(Excerpts from point annotation data)

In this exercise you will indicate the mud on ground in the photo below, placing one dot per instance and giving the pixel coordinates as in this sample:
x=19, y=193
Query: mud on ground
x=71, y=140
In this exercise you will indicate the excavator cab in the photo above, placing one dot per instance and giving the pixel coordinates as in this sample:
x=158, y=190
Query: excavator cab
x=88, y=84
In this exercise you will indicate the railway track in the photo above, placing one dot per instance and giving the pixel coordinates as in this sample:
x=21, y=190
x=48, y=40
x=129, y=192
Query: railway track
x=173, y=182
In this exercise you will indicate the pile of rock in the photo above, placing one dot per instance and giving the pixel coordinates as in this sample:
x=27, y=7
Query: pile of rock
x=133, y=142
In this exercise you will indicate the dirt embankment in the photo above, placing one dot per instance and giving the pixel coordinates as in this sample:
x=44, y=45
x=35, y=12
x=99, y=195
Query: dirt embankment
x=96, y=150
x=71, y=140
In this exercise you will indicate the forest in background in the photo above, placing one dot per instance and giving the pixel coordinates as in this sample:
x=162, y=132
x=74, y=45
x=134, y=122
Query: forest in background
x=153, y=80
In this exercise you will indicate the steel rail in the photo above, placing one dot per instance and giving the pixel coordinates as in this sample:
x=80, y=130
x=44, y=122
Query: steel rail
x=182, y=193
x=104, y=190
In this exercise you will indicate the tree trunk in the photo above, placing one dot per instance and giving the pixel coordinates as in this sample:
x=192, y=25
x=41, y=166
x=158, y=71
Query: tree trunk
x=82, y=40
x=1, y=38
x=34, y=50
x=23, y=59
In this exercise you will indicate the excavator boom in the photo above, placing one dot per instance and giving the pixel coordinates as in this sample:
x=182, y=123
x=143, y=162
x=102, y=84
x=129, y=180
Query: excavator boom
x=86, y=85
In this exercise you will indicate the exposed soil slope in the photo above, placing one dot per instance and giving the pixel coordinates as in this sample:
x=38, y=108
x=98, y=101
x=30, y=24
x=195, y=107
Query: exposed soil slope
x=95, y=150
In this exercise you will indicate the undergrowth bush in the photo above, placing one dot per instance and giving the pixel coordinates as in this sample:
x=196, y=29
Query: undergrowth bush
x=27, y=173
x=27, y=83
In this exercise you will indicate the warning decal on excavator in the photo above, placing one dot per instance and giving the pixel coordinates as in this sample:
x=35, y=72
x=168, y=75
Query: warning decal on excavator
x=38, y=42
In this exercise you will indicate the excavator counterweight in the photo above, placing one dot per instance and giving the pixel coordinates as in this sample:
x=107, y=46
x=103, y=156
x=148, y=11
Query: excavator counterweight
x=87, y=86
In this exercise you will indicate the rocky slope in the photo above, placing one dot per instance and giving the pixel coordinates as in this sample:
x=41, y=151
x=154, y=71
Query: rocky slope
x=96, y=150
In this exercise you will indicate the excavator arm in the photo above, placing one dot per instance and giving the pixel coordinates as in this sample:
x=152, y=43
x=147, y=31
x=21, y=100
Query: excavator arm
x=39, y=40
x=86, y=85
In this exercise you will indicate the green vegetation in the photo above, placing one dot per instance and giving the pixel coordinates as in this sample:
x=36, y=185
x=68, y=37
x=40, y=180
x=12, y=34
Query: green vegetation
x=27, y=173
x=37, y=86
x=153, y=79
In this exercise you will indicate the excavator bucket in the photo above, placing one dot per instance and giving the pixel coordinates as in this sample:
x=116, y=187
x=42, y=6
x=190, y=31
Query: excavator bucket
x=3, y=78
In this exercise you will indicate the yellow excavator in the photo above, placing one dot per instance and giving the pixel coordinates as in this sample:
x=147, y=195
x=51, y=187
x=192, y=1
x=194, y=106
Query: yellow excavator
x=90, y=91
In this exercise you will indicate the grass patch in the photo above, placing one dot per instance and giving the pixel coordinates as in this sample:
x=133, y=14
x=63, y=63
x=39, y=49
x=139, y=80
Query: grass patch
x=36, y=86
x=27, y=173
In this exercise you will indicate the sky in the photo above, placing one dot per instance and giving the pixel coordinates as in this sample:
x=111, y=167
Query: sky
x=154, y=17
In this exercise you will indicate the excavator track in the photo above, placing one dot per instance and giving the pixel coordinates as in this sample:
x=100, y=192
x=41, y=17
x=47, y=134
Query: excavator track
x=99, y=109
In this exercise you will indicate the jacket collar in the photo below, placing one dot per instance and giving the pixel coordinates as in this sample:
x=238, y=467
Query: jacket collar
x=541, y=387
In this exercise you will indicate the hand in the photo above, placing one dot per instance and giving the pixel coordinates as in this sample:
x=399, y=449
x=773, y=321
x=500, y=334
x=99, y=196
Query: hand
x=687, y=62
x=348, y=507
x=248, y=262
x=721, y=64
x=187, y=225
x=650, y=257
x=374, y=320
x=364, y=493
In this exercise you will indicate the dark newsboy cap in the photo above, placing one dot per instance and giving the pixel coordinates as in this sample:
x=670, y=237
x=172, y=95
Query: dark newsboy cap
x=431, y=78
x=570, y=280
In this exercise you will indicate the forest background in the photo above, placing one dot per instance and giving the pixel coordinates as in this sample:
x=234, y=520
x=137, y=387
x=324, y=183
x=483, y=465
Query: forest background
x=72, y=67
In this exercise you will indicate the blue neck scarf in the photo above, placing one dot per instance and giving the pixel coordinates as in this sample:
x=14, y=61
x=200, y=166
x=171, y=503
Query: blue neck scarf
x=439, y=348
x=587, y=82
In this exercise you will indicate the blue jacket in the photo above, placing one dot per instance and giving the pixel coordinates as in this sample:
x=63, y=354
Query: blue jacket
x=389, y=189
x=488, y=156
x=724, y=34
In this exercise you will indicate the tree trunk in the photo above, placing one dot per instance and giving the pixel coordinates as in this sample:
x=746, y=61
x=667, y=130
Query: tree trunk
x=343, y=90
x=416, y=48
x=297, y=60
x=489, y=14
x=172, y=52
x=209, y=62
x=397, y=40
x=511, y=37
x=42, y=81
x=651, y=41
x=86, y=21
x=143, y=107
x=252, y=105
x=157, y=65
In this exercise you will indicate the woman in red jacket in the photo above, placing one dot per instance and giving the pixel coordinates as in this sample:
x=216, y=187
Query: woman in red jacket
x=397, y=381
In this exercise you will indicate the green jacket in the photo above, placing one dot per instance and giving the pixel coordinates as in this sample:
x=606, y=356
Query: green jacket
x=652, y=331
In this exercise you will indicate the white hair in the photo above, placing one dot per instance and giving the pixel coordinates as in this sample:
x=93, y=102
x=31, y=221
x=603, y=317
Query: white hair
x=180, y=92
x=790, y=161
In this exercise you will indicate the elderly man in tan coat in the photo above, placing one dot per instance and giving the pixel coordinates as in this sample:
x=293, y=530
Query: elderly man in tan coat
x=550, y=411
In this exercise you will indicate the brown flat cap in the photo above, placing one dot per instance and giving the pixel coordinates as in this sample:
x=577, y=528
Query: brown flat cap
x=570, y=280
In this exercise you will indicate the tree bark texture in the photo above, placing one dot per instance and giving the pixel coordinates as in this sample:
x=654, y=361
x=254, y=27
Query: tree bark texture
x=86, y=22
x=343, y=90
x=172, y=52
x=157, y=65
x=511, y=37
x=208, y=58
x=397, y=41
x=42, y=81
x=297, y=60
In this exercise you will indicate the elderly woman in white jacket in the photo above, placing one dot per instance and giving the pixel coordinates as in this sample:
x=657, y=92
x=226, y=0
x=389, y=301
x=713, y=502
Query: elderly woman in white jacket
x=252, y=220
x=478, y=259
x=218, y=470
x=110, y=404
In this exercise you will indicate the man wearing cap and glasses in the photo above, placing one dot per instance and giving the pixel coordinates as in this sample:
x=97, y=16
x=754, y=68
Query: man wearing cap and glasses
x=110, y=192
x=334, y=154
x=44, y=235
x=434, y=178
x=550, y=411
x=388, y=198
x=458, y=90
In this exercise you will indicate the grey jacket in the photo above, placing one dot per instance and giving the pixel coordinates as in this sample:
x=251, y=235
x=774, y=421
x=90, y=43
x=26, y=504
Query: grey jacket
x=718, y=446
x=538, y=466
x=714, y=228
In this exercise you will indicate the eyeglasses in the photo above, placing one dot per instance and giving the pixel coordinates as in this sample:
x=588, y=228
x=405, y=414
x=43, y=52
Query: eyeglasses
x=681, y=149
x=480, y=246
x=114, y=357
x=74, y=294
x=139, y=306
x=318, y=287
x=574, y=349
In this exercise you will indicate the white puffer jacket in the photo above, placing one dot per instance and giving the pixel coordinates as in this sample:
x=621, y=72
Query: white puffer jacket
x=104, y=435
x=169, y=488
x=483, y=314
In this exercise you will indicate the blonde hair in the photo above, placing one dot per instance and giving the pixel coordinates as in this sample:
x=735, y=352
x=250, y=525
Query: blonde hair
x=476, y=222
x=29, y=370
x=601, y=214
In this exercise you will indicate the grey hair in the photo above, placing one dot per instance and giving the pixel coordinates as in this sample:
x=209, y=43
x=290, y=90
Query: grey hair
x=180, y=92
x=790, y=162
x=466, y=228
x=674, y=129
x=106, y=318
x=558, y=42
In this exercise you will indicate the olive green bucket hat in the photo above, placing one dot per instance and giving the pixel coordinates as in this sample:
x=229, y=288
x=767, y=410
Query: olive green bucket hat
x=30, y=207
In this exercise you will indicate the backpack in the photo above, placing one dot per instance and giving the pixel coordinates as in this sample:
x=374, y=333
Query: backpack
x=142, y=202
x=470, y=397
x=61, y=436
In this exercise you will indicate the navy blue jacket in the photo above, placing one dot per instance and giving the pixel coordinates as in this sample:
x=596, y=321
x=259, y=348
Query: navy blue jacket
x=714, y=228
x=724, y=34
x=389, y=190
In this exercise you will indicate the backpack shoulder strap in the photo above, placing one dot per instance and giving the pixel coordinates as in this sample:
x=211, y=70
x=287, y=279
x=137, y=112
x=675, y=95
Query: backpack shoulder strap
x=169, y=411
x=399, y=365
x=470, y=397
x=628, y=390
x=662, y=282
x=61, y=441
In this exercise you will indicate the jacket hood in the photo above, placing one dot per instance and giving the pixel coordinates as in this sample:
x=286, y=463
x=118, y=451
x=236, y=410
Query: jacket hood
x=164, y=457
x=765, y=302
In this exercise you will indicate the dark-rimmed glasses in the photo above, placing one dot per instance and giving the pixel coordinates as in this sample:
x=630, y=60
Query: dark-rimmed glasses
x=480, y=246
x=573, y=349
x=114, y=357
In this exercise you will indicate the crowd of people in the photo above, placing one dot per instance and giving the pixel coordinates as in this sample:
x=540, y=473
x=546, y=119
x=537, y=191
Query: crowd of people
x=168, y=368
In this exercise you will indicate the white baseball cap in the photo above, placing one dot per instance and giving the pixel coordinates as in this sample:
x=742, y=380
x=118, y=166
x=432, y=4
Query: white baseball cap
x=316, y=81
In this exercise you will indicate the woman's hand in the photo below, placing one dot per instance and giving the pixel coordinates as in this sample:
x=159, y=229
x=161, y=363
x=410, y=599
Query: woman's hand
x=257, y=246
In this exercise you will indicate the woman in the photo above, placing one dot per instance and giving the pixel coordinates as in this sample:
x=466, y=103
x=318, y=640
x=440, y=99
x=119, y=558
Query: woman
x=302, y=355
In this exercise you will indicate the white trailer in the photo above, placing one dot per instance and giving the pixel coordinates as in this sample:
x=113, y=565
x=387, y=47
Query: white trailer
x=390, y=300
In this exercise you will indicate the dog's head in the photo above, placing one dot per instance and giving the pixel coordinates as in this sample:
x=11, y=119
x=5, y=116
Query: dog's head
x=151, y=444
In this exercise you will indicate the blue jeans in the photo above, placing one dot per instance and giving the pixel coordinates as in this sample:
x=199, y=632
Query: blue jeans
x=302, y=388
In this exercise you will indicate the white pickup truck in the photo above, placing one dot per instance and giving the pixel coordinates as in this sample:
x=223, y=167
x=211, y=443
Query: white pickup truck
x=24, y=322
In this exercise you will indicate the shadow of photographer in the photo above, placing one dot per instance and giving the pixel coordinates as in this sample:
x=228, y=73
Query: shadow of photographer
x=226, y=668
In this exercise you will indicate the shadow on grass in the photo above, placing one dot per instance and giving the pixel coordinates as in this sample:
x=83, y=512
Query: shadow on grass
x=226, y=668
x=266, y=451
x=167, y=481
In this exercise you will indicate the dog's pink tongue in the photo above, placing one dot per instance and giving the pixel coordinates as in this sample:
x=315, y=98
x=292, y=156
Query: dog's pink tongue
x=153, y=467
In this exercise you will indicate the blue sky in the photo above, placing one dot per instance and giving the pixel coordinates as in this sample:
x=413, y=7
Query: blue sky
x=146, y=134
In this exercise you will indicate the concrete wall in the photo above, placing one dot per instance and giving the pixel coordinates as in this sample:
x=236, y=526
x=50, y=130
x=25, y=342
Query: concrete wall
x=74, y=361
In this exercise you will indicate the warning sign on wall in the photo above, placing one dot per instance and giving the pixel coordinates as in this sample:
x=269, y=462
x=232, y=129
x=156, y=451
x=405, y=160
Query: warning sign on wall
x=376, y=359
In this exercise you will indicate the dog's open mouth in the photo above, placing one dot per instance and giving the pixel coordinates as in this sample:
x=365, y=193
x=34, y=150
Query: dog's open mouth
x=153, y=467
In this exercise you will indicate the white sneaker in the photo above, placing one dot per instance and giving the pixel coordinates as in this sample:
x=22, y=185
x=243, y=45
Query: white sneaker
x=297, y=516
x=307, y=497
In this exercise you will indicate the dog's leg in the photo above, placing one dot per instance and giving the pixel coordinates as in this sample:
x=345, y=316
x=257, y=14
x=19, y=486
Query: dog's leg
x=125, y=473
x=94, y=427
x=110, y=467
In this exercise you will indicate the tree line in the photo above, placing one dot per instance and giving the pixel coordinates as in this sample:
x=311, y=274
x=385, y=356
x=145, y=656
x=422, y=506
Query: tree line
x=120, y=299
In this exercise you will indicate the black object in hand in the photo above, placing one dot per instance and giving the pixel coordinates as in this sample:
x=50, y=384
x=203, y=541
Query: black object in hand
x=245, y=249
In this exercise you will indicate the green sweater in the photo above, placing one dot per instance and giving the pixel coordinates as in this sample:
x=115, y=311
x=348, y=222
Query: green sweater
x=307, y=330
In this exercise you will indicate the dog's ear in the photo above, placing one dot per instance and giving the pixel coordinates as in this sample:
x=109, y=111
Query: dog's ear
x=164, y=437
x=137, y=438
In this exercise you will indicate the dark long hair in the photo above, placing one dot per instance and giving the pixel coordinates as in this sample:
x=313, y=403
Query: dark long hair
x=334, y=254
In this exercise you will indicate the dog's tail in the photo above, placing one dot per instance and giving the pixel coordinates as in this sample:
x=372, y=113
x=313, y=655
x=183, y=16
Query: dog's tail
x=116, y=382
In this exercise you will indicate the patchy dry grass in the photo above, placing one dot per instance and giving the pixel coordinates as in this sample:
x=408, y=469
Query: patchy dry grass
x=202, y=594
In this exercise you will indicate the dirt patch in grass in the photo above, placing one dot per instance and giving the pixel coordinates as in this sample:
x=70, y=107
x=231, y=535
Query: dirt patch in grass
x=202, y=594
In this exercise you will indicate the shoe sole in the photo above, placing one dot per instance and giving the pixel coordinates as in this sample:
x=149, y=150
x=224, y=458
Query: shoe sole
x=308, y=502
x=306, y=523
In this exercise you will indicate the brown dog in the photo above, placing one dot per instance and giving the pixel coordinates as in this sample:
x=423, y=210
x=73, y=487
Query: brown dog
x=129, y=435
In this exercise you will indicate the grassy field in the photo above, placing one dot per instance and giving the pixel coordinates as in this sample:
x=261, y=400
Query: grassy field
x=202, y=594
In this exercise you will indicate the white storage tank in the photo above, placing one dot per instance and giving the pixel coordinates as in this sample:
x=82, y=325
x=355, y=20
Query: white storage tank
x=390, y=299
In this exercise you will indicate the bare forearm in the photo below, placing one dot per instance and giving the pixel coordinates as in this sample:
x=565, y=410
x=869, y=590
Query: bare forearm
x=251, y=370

### Task brief
Arrange the material above as a JSON list of strings with one string per line, omitting blank lines. Begin at its first line and stop after the line that contains "x=153, y=80".

### Expected output
[
  "In this exercise you will indicate the mud on ground in the photo below, placing one dot per instance and giving the pixel coordinates as in this sample:",
  "x=19, y=193",
  "Query: mud on ground",
  "x=71, y=140",
  "In this exercise you will indicate the excavator cab in the photo above, placing one dot per instance and giving the pixel coordinates as in this sample:",
  "x=158, y=190",
  "Query: excavator cab",
  "x=88, y=84",
  "In this exercise you will indicate the railway track in the photo above, placing one dot per instance and giving the pixel coordinates as in this sample:",
  "x=21, y=190",
  "x=48, y=40",
  "x=129, y=192",
  "Query: railway track",
  "x=173, y=182",
  "In this exercise you will indicate the pile of rock in the photo above, placing one dot per instance and giving the pixel coordinates as in this sample:",
  "x=27, y=7",
  "Query: pile of rock",
  "x=133, y=142",
  "In this exercise you will indicate the dirt embankment in the photo above, placing one dot per instance and giving the pixel coordinates as in this sample:",
  "x=44, y=45",
  "x=35, y=12",
  "x=99, y=195",
  "Query: dirt embankment",
  "x=96, y=150",
  "x=71, y=140",
  "In this exercise you will indicate the forest in background in the photo above, placing one dot per instance and giving the pixel coordinates as in this sample:",
  "x=162, y=132",
  "x=74, y=45",
  "x=134, y=122",
  "Query: forest in background",
  "x=153, y=80"
]